Assignment
The entries below must be repeated exactly. None may be skipped.

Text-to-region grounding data

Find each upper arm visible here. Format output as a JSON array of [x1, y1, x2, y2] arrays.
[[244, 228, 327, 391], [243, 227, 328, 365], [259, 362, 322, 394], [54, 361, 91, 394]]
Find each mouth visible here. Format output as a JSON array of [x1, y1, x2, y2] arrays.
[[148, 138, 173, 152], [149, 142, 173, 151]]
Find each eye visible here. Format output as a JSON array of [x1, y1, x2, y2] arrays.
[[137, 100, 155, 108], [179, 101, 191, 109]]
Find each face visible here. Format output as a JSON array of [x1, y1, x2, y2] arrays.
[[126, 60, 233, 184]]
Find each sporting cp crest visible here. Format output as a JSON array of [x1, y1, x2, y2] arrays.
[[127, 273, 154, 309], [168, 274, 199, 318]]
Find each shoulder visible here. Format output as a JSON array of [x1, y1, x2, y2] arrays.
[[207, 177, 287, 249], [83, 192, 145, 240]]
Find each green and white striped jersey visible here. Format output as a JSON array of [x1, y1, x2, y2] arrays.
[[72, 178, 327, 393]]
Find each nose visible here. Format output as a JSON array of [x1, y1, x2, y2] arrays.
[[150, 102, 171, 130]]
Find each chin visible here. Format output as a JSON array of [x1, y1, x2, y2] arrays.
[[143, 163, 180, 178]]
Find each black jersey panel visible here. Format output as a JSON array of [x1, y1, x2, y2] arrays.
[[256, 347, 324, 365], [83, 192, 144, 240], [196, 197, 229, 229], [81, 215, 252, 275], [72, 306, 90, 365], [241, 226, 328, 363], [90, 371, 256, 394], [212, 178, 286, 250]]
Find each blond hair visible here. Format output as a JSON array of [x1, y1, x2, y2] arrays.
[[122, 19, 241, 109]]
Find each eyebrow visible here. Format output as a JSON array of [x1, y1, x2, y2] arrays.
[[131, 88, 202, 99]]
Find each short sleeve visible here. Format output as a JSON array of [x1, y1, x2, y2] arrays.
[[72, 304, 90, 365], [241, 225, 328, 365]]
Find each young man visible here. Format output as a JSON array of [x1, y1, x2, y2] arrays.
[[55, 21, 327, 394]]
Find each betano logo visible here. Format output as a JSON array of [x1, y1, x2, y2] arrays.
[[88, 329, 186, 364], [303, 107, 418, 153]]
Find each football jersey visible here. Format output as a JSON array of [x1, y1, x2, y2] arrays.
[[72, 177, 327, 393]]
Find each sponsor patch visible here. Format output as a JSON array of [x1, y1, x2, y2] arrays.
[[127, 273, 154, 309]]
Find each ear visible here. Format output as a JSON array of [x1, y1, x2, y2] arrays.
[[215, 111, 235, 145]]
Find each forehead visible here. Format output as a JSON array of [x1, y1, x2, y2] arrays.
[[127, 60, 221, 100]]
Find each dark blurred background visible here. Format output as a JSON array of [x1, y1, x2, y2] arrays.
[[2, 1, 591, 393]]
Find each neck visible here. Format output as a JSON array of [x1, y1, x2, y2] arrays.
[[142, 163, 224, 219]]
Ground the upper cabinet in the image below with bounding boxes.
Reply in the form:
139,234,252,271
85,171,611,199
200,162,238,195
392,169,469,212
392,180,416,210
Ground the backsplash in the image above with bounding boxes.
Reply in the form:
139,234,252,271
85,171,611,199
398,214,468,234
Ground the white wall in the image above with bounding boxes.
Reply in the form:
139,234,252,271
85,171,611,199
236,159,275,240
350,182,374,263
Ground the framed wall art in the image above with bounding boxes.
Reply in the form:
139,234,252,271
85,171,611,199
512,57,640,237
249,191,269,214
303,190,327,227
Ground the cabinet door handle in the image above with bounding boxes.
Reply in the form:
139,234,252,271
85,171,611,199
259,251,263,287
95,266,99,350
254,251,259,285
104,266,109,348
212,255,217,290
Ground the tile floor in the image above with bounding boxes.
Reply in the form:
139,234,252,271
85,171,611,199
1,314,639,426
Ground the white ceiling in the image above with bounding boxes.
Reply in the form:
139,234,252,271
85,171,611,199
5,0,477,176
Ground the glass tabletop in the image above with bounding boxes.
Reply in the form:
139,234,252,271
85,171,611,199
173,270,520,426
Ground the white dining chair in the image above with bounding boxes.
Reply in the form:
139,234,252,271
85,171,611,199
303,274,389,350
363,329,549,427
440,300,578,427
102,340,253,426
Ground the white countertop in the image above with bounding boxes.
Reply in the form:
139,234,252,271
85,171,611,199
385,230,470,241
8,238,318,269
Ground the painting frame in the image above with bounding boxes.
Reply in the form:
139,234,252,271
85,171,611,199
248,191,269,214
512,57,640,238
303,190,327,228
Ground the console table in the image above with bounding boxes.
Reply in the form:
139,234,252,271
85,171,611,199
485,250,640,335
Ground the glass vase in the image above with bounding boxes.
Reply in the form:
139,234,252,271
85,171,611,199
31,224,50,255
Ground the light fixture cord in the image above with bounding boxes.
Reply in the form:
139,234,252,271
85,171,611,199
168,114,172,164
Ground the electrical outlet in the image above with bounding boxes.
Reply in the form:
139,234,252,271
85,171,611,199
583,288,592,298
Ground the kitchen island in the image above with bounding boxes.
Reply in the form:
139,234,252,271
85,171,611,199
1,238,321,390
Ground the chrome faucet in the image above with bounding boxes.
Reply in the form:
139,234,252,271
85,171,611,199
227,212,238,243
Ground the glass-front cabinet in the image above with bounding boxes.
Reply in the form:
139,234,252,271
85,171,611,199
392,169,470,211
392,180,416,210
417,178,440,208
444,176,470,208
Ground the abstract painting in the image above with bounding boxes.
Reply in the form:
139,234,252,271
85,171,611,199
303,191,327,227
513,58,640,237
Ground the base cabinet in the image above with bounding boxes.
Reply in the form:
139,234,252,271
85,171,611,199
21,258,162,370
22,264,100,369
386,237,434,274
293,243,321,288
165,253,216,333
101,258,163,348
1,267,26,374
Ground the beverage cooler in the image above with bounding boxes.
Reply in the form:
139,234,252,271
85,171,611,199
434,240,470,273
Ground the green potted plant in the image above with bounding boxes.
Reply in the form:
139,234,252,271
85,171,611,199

Solution for this exercise
Find each upper arm visible here. Format output as a JSON array of [x1, y1, x2, y2] arrays.
[[244, 228, 327, 391], [243, 227, 328, 365], [259, 362, 322, 394], [54, 361, 91, 394]]
Find each mouth visible here. Format output as a JSON array of [x1, y1, x2, y2] arrays.
[[148, 138, 173, 152], [149, 142, 173, 151]]
Find each eye visible here. Format output as a JSON array of [x1, y1, x2, y2] arrays.
[[137, 100, 155, 108], [179, 101, 191, 109]]
Find each face visible here. Format output as a JSON array of [x1, y1, x2, y2] arrays.
[[126, 60, 233, 184]]
Find each sporting cp crest visible here. Format output as a JSON array of [x1, y1, x2, y2] arrays.
[[127, 273, 154, 309], [168, 274, 199, 318]]
Find each shoulder visible here. Format output as a JSON array of [x1, y1, x2, y2] arrays.
[[207, 177, 287, 249], [83, 192, 145, 240]]
Find each green and white striped jersey visible here. Format output as a JSON array of [x1, y1, x2, y2] arrays.
[[72, 178, 327, 393]]
Find each nose visible here. Format output as a JSON array of [x1, y1, x2, y2] arrays.
[[150, 102, 171, 130]]
Find each chin visible here. Format output as a JSON array of [x1, y1, x2, y2] arrays.
[[143, 163, 180, 178]]
Find each black jersey panel visible here. Format output as a JSON array of [x1, y1, x2, y2] arrays.
[[256, 347, 324, 365], [83, 192, 144, 240], [196, 197, 229, 229], [81, 215, 252, 275], [72, 306, 90, 365], [241, 226, 328, 363], [90, 371, 256, 394], [212, 178, 286, 250]]
Find each blond hair visible here. Format output as a JSON array of [x1, y1, x2, y2] arrays.
[[122, 19, 241, 109]]
Find each eyebrow visible here. Format output as a JSON array of [x1, y1, x2, y2] arrays.
[[131, 88, 202, 99]]
Find each short sleeve visible here. Format output as a JSON array of [x1, y1, x2, y2] arrays.
[[72, 304, 90, 365], [241, 225, 328, 365]]
Find each young man visible here. Format output as a JSON array of [x1, y1, x2, y2] arrays.
[[55, 21, 327, 394]]
Find each betano logo visible here. Format output as a JSON array of [x1, y1, x2, y2] arrays.
[[88, 329, 186, 364], [303, 107, 418, 153]]
Find each football jersey visible here. Format output as a JSON array of [x1, y1, x2, y2] arrays.
[[72, 177, 327, 393]]
Find each sponsor patch visible here. Format output as a JSON array of [x1, y1, x2, y2] arrays.
[[127, 273, 154, 309]]
Find each ear visible here. Format output as a JSON array of [x1, y1, x2, y2] arrays.
[[215, 111, 235, 145]]
Find each forehead visible here. Format output as a JSON array of [x1, y1, x2, y2] arrays.
[[127, 60, 221, 100]]
Find each dark blurred background visible here. Format output as a JSON array of [x1, y1, x2, y2] arrays.
[[2, 1, 591, 393]]
Find each neck visible here. Format output as a JSON array of [x1, y1, x2, y2] arrays.
[[142, 163, 224, 219]]
Ground the upper cabinet in the image below with bounding boxes.
Reply in the form:
139,234,252,271
85,171,611,199
200,162,238,195
392,169,469,212
392,180,416,210
Ground the backsplash in the image above with bounding boxes.
Reply in the form:
139,234,252,271
85,171,611,199
398,214,468,234
Ground the white wall in the image above with bounding boxes.
Reply in the form:
139,234,252,271
85,171,611,199
236,159,275,240
350,182,374,263
Ground the framed wall art in the image above with bounding boxes.
Reply in the form:
139,234,252,271
85,171,611,199
512,57,640,237
249,191,269,214
303,190,327,227
Ground the cabinet door handle in the image above with bounding boxes.
Reply in the form:
139,234,252,271
85,171,611,199
259,251,263,287
95,266,99,350
254,251,259,285
104,266,109,348
212,255,217,290
Ground the tile floor in the image above with bounding boxes.
Reply in the form:
139,234,252,271
85,171,611,199
1,314,639,426
Ground the white ceiling in the image above with bounding boxes.
Reply in the form:
139,234,252,271
85,171,611,199
5,0,477,176
Ground the glass tabletop in the image above with bounding boxes.
Reply in the form:
139,234,252,271
85,171,611,199
173,270,520,426
Ground the white dining chair in the image above with bounding boxes.
Reply in the form:
139,234,252,271
85,171,611,199
303,274,389,350
363,329,549,427
440,300,578,427
102,340,253,426
Ground the white countertop in the image above with bounding boxes.
Reply in the form:
139,234,252,271
85,171,611,199
385,230,470,241
8,238,318,269
Ground the painting frame in the image above with bounding boxes.
Reply in the form:
139,234,252,271
85,171,611,199
248,191,269,214
512,57,640,238
303,190,327,228
Ground the console table in the image above with bounding boxes.
Reply in the form:
139,234,252,271
85,171,611,199
485,250,640,335
Ground the glass vase in the image above with bounding boxes.
Reply in the form:
139,234,252,271
85,171,611,199
31,224,50,255
Ground the light fixture cord in the image above with bounding boxes.
Reply in the form:
139,234,252,271
85,171,611,199
168,114,172,164
Ground the electrical outlet in the image above with bounding boxes.
Reply in the form:
139,234,252,271
85,171,611,199
583,288,592,298
Ground the kitchen island in the image above with bounding boxes.
Reply in the form:
139,234,252,271
85,171,611,199
1,238,321,390
Ground the chrome faucet in the image above with bounding boxes.
Reply in the form:
139,234,252,271
85,171,611,199
227,212,238,243
Ground the glass-front cabinet in the image above with bounding boxes.
Reply in the form:
139,234,252,271
85,171,611,199
392,169,470,211
392,180,416,210
417,178,440,208
444,176,470,208
Ground the abstract painting in the image above with bounding boxes.
Reply in the form:
139,234,252,271
85,171,611,199
303,191,327,227
513,58,640,237
Ground the base cabinet in the image above with bounding boxes.
Reply in the form:
139,234,252,271
85,171,611,199
21,258,162,370
22,264,100,369
386,237,434,274
293,243,321,288
165,253,216,333
101,258,163,348
1,267,26,374
Ground the beverage cooler in the image above with bounding boxes.
Reply in the form:
139,234,252,271
85,171,611,199
434,240,470,273
Ground the green potted plant in the image above with bounding boxes.
Reply in the form:
139,234,252,271
85,171,611,199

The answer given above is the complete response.